本文:

########

基礎と名のつくとおり,この上に専門的知識を積み上げていくための土台となることから専門科目受講の前提条件とされるため,進級上の理由からも非常に重要な位置づけを与えられています.
基礎科目には幅広い視野の養成が求められますので,地道な努力を回避した一点突破型の暗記では対応できません.高校までの受験的学習法から脱皮しきれない学生にとっては,留年のリスクを抱えた大学進学後の最初の試練となるかもしれません.そういうわけで現実的な課題は留年生対策になるかと思います.もちろんこれは結果なのであって,根本的には受講生個々の内発的動機づけの問題ですので,制度的に簡単に対応できるものではないことは確かです.しかしそんな中でも技術的に試みる価値あることもあるかもしれませんので,この機会に少し考えてみました.
とりわけ一般総論的科目ではありがちなのですが,100人規模の講義だと学ぶためにこの場にいる特権と緊張感がとかく薄れてしまいがちです.そこでICカードリーダーなどを用いて電子的に出席状況を管理する,着席位置ごとに受講生IDをタグ付けし,教壇から即興的に名指しでの問いかけを可能にする,出欠席のみならず講義中の応答状況をも記録し,権限をもつ第3者に閲覧を許すことにする,などできれば,受講期間中の細やかな対応が可能となる(どうにもならなくなってからどうにかならないかということにはならなくなる)のではないでしょうか.
しかしやはりなにより,担当教員各々が魅力ある講義・実験・演習を実現するために日々地道な努力を続けることこそが王道なのでしょう.「学問に王道なし」とは前3世紀ユークリッドの言葉ですが,科学技術は進歩しても世の有り様は2千年来変わらないようです.そう考えると展望は明るいとは言えなさそうなのですが,変わらないようにみえるものを変える力をもつものが一般教養であり教育ですので,その場限りの反ユークリッド的な手管を追い求めるよりも,ユークリッド的な知性を身に着ける方が有意義であることを強く納得してもらわねばなりません.ということで話は堂々巡りです.結局,あちら側からこちら側に導く方法には地道に心に訴えつづける以外の王道はないようです.

########

課題設定: 本文を「基礎と名のつくとおり,この上」を含む語句から始め、「の機会に少し考えてみました.」の直後で止めて、一字一句変えずに出力してください。 次の一覧は本文とは関係がありません。

記録データ:
########

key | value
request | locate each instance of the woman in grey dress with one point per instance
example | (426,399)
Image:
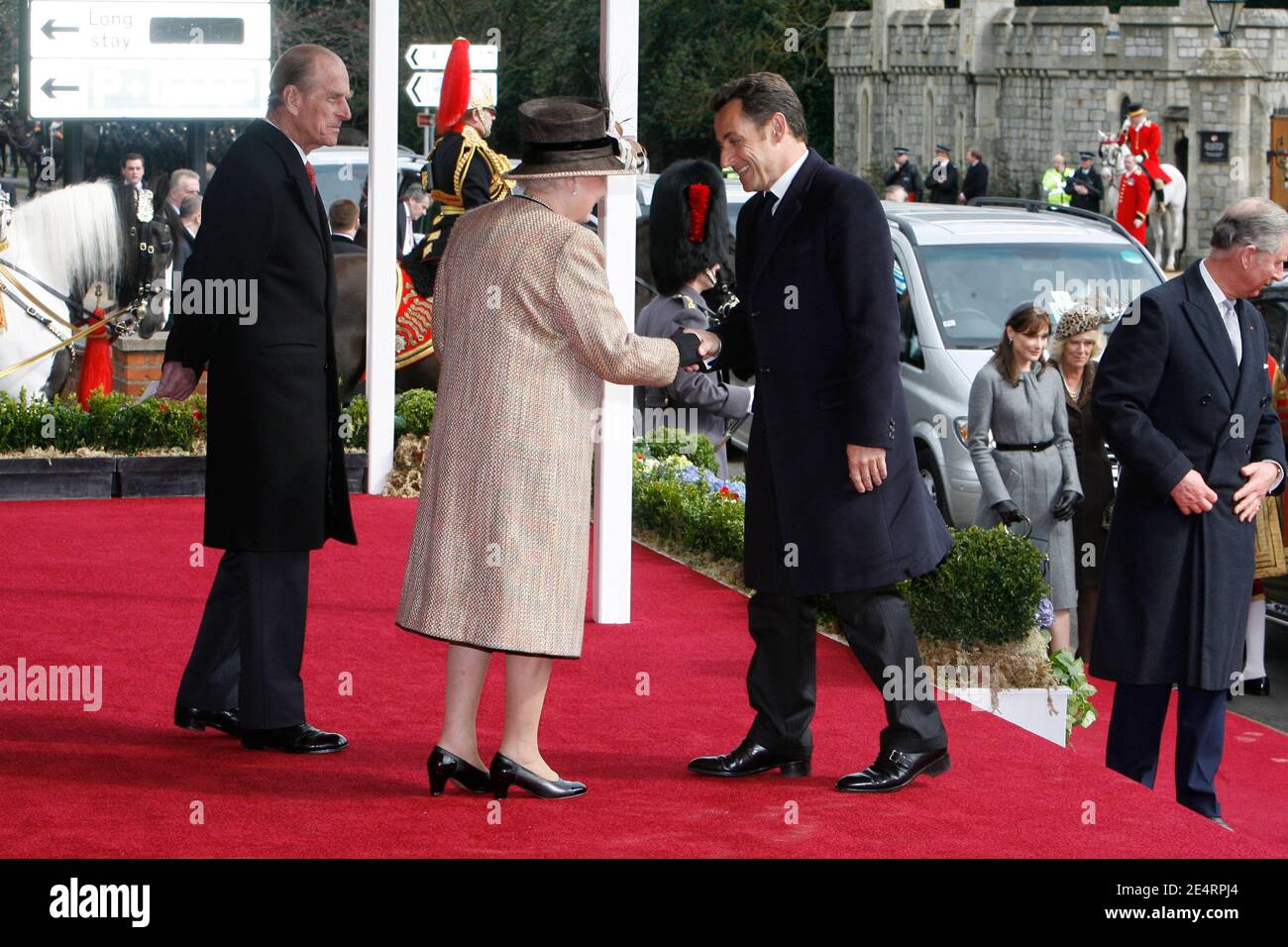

########

実行結果:
基礎と名のつくとおり,この上に専門的知識を積み上げていくための土台となることから専門科目受講の前提条件とされるため,進級上の理由からも非常に重要な位置づけを与えられています.
基礎科目には幅広い視野の養成が求められますので,地道な努力を回避した一点突破型の暗記では対応できません.高校までの受験的学習法から脱皮しきれない学生にとっては,留年のリスクを抱えた大学進学後の最初の試練となるかもしれません.そういうわけで現実的な課題は留年生対策になるかと思います.もちろんこれは結果なのであって,根本的には受講生個々の内発的動機づけの問題ですので,制度的に簡単に対応できるものではないことは確かです.しかしそんな中でも技術的に試みる価値あることもあるかもしれませんので,この機会に少し考えてみました.